Records for this exercise:

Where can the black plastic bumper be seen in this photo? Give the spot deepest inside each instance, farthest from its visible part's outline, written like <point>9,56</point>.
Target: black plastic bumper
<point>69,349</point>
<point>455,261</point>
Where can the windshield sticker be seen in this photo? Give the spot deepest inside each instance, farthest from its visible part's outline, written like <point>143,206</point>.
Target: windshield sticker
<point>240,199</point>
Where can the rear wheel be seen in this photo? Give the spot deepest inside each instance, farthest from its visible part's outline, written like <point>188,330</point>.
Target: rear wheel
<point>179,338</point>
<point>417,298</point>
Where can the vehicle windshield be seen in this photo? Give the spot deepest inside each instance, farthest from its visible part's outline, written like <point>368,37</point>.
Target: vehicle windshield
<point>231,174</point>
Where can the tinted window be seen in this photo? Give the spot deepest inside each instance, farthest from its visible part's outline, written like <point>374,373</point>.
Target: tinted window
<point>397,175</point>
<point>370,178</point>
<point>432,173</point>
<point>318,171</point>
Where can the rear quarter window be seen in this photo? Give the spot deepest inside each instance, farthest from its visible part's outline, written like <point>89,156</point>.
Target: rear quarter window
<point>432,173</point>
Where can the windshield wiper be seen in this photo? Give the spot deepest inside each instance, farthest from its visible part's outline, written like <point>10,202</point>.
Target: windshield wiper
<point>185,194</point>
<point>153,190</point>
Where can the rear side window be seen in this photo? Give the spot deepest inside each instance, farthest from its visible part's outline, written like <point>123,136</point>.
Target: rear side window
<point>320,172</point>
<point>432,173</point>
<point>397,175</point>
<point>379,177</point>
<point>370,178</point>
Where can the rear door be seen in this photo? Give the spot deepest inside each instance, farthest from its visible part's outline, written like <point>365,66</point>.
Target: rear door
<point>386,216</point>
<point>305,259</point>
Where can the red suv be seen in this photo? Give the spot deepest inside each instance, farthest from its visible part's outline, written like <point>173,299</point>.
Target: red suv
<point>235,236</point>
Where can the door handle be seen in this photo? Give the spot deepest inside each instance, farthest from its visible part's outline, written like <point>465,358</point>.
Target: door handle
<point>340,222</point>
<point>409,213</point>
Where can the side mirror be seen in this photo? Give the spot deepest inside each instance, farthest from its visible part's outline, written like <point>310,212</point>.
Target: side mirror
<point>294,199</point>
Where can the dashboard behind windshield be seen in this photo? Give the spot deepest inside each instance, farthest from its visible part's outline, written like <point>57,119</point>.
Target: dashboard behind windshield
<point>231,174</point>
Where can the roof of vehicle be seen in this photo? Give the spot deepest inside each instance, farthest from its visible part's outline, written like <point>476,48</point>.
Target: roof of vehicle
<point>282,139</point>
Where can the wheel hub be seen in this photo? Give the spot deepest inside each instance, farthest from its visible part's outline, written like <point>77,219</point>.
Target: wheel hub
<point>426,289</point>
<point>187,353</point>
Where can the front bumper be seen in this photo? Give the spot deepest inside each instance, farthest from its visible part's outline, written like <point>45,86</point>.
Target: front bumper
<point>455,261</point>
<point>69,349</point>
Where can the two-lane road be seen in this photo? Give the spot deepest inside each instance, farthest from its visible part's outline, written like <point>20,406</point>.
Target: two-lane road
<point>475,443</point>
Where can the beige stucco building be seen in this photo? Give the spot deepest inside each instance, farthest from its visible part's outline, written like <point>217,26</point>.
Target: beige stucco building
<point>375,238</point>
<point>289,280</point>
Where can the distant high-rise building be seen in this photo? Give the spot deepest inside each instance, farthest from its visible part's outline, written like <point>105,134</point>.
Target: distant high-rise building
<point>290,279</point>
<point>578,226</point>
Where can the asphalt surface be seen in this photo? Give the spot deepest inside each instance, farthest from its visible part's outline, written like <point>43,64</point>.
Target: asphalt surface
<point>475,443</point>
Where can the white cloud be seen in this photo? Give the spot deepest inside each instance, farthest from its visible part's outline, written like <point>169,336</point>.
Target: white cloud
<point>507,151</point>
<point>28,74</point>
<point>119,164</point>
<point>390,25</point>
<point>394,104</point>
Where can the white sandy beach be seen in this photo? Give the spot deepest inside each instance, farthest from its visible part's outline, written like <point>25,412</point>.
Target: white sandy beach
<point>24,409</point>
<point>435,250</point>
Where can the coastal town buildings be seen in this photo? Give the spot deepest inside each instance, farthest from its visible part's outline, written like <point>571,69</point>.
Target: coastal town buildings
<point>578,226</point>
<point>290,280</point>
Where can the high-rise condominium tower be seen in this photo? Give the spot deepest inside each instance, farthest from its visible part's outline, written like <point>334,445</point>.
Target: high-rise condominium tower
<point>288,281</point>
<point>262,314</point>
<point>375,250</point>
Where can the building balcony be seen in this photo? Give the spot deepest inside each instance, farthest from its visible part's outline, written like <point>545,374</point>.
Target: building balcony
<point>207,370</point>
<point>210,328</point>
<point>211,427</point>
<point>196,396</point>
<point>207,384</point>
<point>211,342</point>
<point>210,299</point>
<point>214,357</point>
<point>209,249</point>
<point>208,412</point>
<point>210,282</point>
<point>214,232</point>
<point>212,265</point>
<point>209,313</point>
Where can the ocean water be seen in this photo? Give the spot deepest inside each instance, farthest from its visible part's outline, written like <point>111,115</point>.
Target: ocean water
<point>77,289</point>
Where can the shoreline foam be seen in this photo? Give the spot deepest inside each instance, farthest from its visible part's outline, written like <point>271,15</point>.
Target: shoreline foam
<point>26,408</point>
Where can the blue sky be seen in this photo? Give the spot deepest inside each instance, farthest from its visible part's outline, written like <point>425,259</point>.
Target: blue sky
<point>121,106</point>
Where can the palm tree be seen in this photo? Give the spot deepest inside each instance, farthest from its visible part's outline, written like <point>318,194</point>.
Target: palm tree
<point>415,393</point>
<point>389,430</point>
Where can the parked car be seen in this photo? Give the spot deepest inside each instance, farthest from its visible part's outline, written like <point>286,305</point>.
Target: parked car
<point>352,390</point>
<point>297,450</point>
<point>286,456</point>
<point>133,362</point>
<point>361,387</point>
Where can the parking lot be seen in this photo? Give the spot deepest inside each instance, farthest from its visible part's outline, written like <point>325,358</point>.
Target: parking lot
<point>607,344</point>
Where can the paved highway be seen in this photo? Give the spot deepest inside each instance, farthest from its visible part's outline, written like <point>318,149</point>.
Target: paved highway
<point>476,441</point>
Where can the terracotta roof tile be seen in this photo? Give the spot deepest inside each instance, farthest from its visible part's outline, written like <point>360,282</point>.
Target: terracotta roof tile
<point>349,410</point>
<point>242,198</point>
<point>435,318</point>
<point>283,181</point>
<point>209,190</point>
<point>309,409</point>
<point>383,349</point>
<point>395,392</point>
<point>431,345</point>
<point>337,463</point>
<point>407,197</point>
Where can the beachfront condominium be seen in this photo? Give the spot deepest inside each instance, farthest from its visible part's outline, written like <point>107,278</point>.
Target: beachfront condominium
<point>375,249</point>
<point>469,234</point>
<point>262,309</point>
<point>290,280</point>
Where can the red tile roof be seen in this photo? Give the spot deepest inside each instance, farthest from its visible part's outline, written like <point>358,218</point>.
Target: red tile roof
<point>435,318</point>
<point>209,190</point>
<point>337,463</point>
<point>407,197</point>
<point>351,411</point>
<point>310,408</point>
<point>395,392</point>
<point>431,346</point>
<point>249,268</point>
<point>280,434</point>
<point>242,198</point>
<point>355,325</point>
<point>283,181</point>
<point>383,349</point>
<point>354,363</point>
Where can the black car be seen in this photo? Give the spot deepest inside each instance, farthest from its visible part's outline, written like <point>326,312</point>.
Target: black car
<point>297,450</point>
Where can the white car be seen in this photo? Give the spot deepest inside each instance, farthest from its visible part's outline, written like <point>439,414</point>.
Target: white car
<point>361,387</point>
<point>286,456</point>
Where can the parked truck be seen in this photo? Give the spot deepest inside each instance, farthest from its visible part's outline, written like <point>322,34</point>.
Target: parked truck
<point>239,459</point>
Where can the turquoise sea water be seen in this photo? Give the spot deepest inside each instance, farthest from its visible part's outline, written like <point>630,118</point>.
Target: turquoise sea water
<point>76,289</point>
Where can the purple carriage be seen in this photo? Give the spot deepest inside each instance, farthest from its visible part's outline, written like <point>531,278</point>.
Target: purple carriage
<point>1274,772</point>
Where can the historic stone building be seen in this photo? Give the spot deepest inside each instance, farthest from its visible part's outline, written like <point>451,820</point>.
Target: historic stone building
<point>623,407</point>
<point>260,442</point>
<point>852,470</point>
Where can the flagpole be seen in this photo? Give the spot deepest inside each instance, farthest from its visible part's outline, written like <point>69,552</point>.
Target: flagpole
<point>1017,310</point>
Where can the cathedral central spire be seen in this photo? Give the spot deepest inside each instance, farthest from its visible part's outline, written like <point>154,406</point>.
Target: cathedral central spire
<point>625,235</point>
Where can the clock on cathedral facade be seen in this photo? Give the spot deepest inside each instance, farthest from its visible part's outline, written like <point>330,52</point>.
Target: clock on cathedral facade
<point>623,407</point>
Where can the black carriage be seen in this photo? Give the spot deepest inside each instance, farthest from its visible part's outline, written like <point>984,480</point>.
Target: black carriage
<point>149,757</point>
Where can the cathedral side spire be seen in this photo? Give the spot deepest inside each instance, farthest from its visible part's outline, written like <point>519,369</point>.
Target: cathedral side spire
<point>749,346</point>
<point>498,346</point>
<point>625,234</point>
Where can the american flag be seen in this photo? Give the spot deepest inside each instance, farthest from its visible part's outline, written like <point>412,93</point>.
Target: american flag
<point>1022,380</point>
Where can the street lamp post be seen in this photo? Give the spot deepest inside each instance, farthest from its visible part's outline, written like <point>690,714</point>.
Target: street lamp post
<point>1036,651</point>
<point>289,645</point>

Work instructions: Beginning at the first line of the data above, retype each line until you reach the line containing "Where can the tinted", and include that one too. Add nothing else.

The answer:
Where can the black plastic bumper be seen in this photo? Give the spot deepest inside each instance, farthest from its visible part's outline, written like <point>9,56</point>.
Target: black plastic bumper
<point>69,349</point>
<point>455,261</point>
Where can the windshield sticker be seen in this photo? Give the spot deepest inside each instance, farthest from its visible part's outline, written like <point>143,206</point>.
Target: windshield sticker
<point>240,199</point>
Where can the rear wheel be seen in this photo? Give the spot deepest inside each instance, farthest from its visible part's outline, written like <point>188,330</point>.
Target: rear wheel
<point>179,338</point>
<point>417,298</point>
Where can the vehicle windshield be seen in this photo? Give the spot deepest inside each instance, farthest from its visible part's outline, written like <point>368,37</point>.
Target: vehicle windshield
<point>231,174</point>
Where can the tinted window be seen in this photo? Give the spot deepest inside each instance, farthest from its visible part's outline, written like <point>374,373</point>.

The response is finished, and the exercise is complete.